#### Task input ####

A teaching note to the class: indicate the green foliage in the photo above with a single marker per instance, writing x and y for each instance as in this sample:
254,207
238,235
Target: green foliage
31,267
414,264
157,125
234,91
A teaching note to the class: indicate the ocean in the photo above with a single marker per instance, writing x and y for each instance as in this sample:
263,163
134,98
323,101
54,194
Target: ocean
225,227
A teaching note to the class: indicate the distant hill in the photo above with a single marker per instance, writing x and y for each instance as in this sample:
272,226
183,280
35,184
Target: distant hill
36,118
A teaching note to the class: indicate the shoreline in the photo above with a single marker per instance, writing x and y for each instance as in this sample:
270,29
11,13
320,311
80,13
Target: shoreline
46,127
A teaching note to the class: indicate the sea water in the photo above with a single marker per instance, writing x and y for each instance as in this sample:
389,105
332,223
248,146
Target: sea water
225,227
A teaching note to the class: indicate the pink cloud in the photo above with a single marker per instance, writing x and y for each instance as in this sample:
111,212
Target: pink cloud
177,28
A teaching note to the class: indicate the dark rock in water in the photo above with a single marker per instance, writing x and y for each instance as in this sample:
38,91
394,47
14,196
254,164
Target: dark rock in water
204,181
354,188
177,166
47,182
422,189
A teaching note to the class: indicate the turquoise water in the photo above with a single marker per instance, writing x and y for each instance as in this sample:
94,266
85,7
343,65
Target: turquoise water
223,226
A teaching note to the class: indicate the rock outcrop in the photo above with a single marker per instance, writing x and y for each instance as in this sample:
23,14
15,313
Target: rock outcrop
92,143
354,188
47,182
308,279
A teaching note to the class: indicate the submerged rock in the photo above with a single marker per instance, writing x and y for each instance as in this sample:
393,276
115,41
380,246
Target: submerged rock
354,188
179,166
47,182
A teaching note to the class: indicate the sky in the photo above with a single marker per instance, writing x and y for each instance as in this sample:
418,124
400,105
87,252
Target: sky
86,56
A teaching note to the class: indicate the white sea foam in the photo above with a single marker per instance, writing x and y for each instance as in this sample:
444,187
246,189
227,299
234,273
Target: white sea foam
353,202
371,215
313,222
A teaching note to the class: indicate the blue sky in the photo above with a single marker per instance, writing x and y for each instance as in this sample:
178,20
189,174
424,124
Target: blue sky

####

* [To be done]: Reproduce each entry word for word.

* [Answer to this problem]:
A teaching note to the class: indicate the green foliage in the photo above with a single marker per instance, writing x and y for each instance as in this sample:
254,207
238,235
Target: green foliage
31,267
414,264
157,125
234,91
A teaching note to the class: indicate the ocean in the photo above with a single marker per instance, writing x and y for each instance as in this sample:
263,163
134,98
323,101
54,194
Target: ocean
225,227
A teaching note to the class: indicate the distant hill in the photo above with a single marker per instance, writing x and y for each instance as in this sample:
272,226
183,280
35,184
Target: distant hill
36,118
A teaching note to the class: indicate the shoreline in the photo above with a single marker per instance, writing x and y for each instance as in this sample:
270,29
11,13
320,311
80,13
Target: shoreline
46,127
A teaching note to the class: indicate the sea water in the photo above with a single marker per instance, writing x and y for each instance as in this sample:
389,105
332,223
248,146
Target: sea water
225,227
A teaching note to the class: indicate the pink cloud in the photo above with a single marker per instance, writing x and y for each instance as in this sample:
111,212
Target: pink cloud
177,28
A teaching note to the class: indicate the dark rock in water in the photo above with a single marker per instance, writing x and y for each instance as in this sample:
38,91
394,47
14,196
254,164
Target: dark rock in water
204,181
354,188
177,166
47,182
422,189
A teaching note to the class: indicate the turquoise water in the photo above with a single marker per instance, writing x and y for each instance as in this sample:
94,266
85,7
343,65
Target: turquoise water
223,226
A teaching note to the class: indicate the rock outcrop in the photo above with a single marker per instance, writing x and y for each instance as in this sample:
23,14
15,313
Target: rock outcrop
92,143
354,188
47,182
308,279
A teaching note to the class: indicate the submerged rock in the photo above with a single marker per instance, writing x and y for each instance as in this sample:
393,276
115,41
380,246
Target: submerged rock
354,188
179,166
47,182
A teaching note to the class: indicate the sky in the photo above with a single marker per instance, writing x and y for each instance as in this sample:
418,124
400,105
87,252
Target: sky
86,56
A teaching note to the class: indicate the white sea foam in the photo above with a single marker per instance, writing x and y for each instance as in this sample:
444,187
246,189
227,299
234,273
Target: white sea foam
353,202
371,215
313,222
A teaching note to the class: indicate the blue sky in the photo above with a single marker per instance, writing x and y for each instance as in this sample:
178,20
189,174
424,124
Target: blue sky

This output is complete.